[begin Records provided]
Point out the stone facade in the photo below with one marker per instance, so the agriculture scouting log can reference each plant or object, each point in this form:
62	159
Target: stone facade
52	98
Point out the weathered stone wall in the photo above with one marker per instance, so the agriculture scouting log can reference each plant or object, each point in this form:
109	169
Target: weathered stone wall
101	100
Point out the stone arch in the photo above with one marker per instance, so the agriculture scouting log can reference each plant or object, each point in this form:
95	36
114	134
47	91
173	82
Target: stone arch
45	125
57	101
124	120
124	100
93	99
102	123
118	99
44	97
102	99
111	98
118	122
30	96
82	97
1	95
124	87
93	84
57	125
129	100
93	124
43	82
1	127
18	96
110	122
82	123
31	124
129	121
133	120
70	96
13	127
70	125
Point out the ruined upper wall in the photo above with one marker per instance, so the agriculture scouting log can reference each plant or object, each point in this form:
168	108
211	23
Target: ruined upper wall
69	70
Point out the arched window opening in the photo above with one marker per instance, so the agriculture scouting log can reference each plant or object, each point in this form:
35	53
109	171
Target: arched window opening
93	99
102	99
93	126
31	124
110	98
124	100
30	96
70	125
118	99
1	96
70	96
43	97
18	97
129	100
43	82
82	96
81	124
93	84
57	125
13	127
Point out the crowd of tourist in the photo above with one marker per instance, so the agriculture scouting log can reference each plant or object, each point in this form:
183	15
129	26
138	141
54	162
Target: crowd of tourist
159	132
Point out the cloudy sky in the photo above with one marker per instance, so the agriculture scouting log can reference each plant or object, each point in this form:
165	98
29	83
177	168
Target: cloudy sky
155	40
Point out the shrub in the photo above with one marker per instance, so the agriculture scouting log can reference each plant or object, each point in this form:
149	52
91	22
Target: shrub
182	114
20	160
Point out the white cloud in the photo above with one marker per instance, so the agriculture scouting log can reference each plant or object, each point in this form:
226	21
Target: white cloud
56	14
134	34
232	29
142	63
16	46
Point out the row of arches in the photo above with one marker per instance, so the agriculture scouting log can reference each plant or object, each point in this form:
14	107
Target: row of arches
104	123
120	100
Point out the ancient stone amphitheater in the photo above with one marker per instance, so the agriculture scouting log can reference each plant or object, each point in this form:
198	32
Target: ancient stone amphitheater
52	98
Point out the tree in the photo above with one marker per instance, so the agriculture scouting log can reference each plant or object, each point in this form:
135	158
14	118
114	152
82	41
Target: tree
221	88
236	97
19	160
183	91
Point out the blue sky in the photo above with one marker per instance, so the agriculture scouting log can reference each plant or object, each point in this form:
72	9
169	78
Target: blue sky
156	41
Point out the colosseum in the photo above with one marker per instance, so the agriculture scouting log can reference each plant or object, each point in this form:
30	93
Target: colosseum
[end Records provided]
◆ Instructions for the task ◆
Write out all of the entries above again, character for character, changing nothing.

◆ Answer to this problem ◆
Point out the stone facade in the photo below with one marker per instance, so the agriculture scouting log can reference each plant or object, each point in this form:
62	159
Target: stone facade
52	98
Point out the weathered stone wall in the photo above with one marker per instance, so the agriculture scouting log can reference each plant or object, each point in this form:
109	169
Target: weathered stone wall
101	100
Point out the stone arch in the photo above with one marker per instance, so the agriculture scouting log can reference each plant or object, each point in this form:
95	36
114	134
47	91
173	82
Target: stone arch
45	125
57	101
124	120
124	100
93	99
102	123
118	99
44	97
102	99
111	98
118	122
30	96
82	97
1	95
124	87
93	84
57	125
129	100
93	124
43	82
1	127
18	96
110	122
82	123
31	124
129	121
133	120
70	96
13	127
70	125
Point out the ruined upper wall in the photo above with one marker per instance, so the agriculture scouting log can reference each plant or object, each point in this form:
168	108
211	23
Target: ruined upper wall
69	70
Point out the arched window opening in the photo above with one marker per instance, so the agriculture scouting log can reference each plant or object, each point in this form:
35	53
109	171
Target: arched window opening
93	99
102	99
93	126
31	124
110	98
124	100
30	96
70	125
118	99
1	96
70	96
43	97
18	97
129	100
43	82
82	96
81	124
93	84
57	125
13	127
Point out the crowd of tourist in the photo above with one marker per instance, so the agriculture scouting log can reference each plant or object, each point in this form:
183	15
129	26
138	141
54	162
Target: crowd of tourist
159	132
Point out the cloudy sky in the photo above with one marker per instance, so the agriculture scouting log can reference each plant or object, each point in this form:
165	98
29	83
177	168
Target: cloudy sky
155	40
Point out the shrub in the photo above with one marker per instance, so the agriculture scouting log can reference each plant or object, each point in this form:
149	52
91	22
Target: shrub
182	114
20	160
Point out the white cloud in the photo above with one marker per instance, so the agriculture scouting log can reference each plant or object, each point in this form:
226	21
Target: white cloud
56	14
134	34
232	29
142	63
16	46
Point out the row of arches in the photo above with one marker per instance, so the agriculture scouting log can reference each plant or object, each point in this form:
14	107
Target: row of arches
104	123
120	100
Point out the ancient stone amphitheater in the photo above with one marker per instance, so the agriculture scouting log can reference each plant or object, each point in this form:
198	32
Target: ancient stone amphitheater
52	98
Point out the tree in the photo above with one marker per instance, so the agriculture scouting log can reference each plant or object, each point in this form:
135	158
14	118
114	152
82	41
Target: tree
221	88
236	97
19	160
183	91
Point out the blue sky in the photo above with one marker per instance, so the agriculture scouting log can reference each plant or object, each point in this form:
72	9
169	78
Target: blue sky
156	41
Point out the colosseum in the photo above with one marker per instance, so the agriculture scouting log can reference each plant or object, each point in this form:
30	93
Target: colosseum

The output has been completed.